In a promising demonstration of its goal to produce mechanically stacked, high-efficiency multijunction solar cells with efficiencies >40%, IMEC is presenting a mechanically stacked GaAs/Ge multijunction solar cell at this week's European Photovoltaic Solar Energy Conference (PVSEC) in Hamburg, Germany.

IMEC Mechanically Stacked GaAs/Ge Cell
IMEC's mechanically stacked GaAs/Ge cell.

At the top of the stack is a one-side contacted 4 µm thick GaAs top cell with an efficiency of 23.4%. IMEC has successfully stacked the GaAs cell mechanically onto a germanium bottom cell, which is separately contacted. It has a potential efficiency of 3-3.5%, which is higher than germanium bottom cells in state-of-the-art monolithically stacked InGaP/(In)GaAs/Ge cells.

The mechanically stacked multijunction solar cell is the first demonstration in IMEC's goal to produce mechanically stacked, high-efficiency InGaP/GaAs/Ge triple-junction solar cells. Giovanni Flamand, team manager at IMEC, expects to show a first working triple-junction cell by the beginning of next year.

Multijunction solar cells are traditionally monolithically stacked - a task that is easier, but not without its drawbacks. A typical triple-junction cell begins with a germanium substrate, on top of which is grown a lattice-matched InGaAs layer. On top of that is grown a lattice-matched InGaP layer. Each of the three layers has a sub-cell, and any given current must pass through all three sub-cells. Current matching is used to avoid internal losses in the solar cell.

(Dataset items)
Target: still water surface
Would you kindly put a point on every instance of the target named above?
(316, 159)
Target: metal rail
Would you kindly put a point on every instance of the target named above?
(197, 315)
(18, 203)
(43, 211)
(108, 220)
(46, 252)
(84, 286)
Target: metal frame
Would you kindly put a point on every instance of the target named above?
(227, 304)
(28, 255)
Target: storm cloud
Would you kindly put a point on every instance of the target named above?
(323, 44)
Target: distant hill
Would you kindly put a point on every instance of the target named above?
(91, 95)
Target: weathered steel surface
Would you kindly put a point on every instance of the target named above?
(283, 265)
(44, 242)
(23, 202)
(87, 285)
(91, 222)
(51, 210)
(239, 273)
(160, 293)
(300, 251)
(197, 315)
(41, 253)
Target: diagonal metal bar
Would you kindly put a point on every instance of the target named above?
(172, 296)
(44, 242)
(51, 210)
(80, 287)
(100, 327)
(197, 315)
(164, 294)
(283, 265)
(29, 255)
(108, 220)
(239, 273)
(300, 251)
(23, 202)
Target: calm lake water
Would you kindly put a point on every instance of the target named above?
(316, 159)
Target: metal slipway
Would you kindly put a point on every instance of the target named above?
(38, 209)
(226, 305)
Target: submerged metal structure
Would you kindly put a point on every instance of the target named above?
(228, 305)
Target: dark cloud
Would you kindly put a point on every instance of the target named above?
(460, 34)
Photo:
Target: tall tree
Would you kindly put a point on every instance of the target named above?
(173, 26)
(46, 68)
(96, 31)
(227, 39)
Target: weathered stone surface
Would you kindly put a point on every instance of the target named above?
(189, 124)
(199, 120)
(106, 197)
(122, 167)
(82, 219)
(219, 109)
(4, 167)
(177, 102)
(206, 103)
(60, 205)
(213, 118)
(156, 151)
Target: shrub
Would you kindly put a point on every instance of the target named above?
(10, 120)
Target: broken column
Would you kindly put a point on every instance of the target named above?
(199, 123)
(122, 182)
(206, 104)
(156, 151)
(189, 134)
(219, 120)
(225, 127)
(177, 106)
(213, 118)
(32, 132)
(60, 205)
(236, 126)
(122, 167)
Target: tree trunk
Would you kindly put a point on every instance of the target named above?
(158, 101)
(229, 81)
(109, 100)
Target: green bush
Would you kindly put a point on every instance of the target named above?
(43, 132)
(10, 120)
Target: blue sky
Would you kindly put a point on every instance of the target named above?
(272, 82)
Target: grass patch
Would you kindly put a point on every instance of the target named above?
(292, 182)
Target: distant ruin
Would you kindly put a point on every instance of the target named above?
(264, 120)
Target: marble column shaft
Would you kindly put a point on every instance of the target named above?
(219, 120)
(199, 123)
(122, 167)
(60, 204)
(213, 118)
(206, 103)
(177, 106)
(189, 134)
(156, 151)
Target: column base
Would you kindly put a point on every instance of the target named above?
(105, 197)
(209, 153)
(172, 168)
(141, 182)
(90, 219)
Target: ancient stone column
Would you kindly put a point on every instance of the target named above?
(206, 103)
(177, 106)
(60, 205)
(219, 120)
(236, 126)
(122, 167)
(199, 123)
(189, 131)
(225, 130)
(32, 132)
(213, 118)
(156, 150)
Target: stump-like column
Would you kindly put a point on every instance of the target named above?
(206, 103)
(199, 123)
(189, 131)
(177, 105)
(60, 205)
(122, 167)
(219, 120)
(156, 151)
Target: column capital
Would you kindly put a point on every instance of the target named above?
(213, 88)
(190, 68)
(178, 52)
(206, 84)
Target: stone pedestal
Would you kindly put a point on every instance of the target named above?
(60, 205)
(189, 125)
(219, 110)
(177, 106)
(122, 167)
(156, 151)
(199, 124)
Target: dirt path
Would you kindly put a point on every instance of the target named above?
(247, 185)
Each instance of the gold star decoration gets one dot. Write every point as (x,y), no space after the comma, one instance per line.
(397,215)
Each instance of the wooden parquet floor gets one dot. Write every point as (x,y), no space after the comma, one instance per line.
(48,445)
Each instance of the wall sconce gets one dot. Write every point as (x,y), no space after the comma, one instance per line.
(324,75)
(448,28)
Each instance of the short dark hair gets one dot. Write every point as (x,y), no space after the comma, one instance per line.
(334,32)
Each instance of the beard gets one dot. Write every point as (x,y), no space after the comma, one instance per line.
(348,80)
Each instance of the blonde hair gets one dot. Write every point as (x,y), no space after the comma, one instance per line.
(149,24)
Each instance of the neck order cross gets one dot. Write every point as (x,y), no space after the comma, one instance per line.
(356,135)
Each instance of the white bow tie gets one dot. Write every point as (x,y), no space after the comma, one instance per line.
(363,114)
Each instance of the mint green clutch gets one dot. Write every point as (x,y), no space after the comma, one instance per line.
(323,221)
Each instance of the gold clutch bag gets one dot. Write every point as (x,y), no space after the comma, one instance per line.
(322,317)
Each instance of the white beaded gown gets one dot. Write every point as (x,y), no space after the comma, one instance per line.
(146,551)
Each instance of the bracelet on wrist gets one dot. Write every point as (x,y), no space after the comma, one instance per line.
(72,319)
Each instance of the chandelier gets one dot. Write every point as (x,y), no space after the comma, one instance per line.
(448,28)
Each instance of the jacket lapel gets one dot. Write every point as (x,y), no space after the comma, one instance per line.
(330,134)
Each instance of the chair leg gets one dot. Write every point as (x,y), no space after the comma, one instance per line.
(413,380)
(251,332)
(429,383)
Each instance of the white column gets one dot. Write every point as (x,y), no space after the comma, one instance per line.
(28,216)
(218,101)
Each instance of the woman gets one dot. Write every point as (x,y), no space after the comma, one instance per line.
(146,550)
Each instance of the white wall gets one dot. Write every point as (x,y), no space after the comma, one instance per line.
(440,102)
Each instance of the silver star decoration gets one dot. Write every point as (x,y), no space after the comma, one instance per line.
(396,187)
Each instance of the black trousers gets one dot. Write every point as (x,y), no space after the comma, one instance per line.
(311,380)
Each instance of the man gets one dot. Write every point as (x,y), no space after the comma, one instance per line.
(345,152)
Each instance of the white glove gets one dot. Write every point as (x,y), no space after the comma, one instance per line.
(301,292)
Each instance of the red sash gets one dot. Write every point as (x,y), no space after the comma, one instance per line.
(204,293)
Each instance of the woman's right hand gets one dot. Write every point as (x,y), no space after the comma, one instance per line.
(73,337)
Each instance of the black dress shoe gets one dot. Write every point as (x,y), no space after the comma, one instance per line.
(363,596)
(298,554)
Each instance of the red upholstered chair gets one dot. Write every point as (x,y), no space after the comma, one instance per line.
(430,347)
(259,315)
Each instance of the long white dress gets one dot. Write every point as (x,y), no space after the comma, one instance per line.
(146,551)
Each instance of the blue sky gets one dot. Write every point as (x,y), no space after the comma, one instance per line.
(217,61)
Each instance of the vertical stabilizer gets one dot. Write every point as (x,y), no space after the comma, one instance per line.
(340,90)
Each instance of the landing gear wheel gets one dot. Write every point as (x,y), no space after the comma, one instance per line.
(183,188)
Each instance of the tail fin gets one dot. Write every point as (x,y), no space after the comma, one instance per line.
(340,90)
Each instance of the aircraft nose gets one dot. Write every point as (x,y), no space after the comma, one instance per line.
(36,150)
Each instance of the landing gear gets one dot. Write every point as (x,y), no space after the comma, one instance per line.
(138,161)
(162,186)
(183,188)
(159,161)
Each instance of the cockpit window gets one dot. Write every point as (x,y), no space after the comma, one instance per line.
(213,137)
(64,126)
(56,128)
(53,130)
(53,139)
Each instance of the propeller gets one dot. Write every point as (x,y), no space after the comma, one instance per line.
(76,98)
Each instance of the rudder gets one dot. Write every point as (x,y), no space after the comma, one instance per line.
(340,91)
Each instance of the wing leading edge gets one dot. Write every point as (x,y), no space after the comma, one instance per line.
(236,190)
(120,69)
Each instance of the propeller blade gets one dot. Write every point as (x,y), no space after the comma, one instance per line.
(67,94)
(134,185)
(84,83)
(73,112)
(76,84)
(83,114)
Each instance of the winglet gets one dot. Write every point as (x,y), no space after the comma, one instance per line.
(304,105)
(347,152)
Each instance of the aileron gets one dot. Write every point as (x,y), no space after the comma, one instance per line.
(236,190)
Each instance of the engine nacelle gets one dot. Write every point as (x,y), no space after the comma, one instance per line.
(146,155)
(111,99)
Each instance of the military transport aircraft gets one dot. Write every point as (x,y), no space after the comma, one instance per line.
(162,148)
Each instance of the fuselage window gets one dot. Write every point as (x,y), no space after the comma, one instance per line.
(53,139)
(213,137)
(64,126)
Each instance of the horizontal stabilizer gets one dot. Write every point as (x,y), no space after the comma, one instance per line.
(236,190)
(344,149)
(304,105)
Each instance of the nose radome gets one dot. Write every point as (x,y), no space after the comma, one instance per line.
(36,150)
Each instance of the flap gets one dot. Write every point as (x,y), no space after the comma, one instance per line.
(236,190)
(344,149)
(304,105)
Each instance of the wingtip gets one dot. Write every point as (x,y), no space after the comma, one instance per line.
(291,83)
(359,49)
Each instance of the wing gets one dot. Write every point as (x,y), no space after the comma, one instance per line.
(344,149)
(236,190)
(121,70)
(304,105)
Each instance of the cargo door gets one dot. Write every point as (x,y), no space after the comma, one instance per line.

→ **PROBLEM**: Reproduce the passage of the solar cell text that lies between "In a promising" and "stacked InGaP/(In)GaAs/Ge cells.", inclusive.

→ **OUTPUT OF THE EXERCISE**:
In a promising demonstration of its goal to produce mechanically stacked, high-efficiency multijunction solar cells with efficiencies >40%, IMEC is presenting a mechanically stacked GaAs/Ge multijunction solar cell at this week's European Photovoltaic Solar Energy Conference (PVSEC) in Hamburg, Germany.

IMEC Mechanically Stacked GaAs/Ge Cell
IMEC's mechanically stacked GaAs/Ge cell.

At the top of the stack is a one-side contacted 4 µm thick GaAs top cell with an efficiency of 23.4%. IMEC has successfully stacked the GaAs cell mechanically onto a germanium bottom cell, which is separately contacted. It has a potential efficiency of 3-3.5%, which is higher than germanium bottom cells in state-of-the-art monolithically stacked InGaP/(In)GaAs/Ge cells.